What the exercise asks: Below is a listing. Copy each line of it that holds the word "mountain".
*** Opening of Recorded data ***
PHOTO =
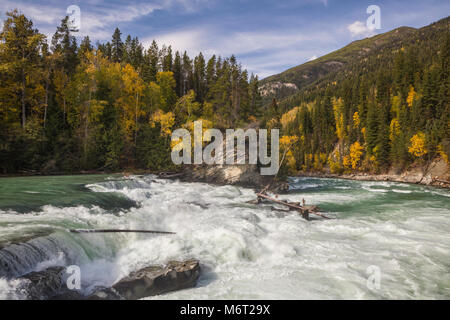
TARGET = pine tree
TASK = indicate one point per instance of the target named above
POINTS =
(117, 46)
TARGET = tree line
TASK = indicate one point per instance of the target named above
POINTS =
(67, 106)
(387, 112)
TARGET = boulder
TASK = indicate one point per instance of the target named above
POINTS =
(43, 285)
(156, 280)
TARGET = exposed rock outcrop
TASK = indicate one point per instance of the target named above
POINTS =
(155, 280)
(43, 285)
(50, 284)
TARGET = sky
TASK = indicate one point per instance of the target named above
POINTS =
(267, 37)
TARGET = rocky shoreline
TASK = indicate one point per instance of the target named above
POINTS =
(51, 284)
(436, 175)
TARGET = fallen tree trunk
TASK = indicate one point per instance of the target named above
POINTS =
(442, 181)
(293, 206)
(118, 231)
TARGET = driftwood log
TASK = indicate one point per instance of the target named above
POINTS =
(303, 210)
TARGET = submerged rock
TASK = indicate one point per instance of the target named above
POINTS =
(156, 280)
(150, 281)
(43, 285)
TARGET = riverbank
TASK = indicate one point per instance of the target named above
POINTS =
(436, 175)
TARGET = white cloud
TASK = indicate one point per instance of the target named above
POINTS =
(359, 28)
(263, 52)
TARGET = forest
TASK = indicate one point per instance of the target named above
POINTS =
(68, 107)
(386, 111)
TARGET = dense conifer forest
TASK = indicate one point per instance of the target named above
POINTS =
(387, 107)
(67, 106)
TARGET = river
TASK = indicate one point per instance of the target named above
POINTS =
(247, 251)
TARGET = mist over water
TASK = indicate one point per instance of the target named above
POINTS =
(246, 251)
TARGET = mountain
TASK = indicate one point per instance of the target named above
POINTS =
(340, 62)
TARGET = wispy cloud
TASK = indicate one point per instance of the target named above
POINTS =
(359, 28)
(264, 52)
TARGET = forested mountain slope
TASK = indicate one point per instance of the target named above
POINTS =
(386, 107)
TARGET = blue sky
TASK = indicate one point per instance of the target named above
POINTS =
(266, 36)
*** Close of Recorded data ***
*** Opening of Recorded data ***
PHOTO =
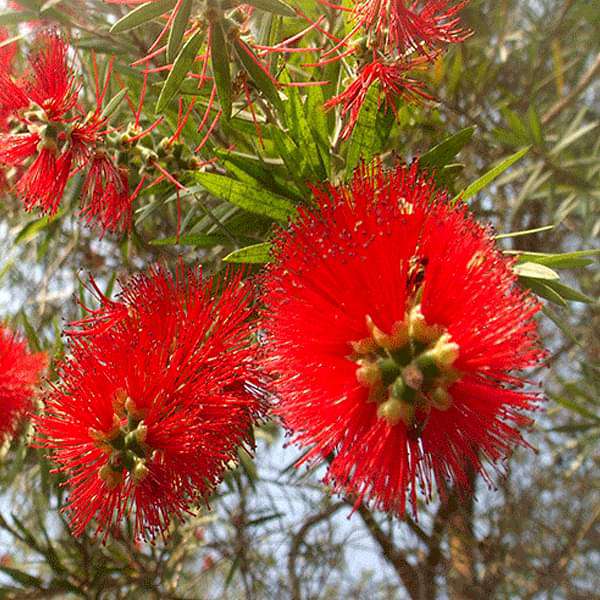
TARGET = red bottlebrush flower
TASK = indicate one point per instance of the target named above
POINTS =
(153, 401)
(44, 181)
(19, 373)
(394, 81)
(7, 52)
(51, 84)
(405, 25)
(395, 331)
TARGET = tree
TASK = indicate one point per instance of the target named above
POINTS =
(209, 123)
*** Close of Recorded data ***
*** Opening of Recorded data ***
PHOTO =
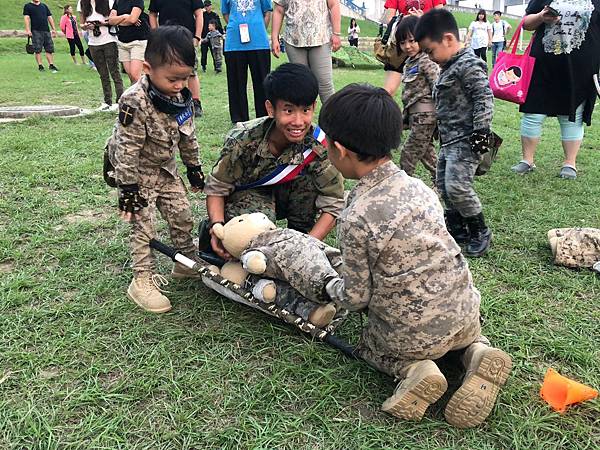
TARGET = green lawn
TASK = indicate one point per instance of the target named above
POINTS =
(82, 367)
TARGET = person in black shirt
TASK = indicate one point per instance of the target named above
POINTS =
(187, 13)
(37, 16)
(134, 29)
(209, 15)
*** Close of Recorded data ***
Task output:
TARGET = mountain
TARGET = forested mountain slope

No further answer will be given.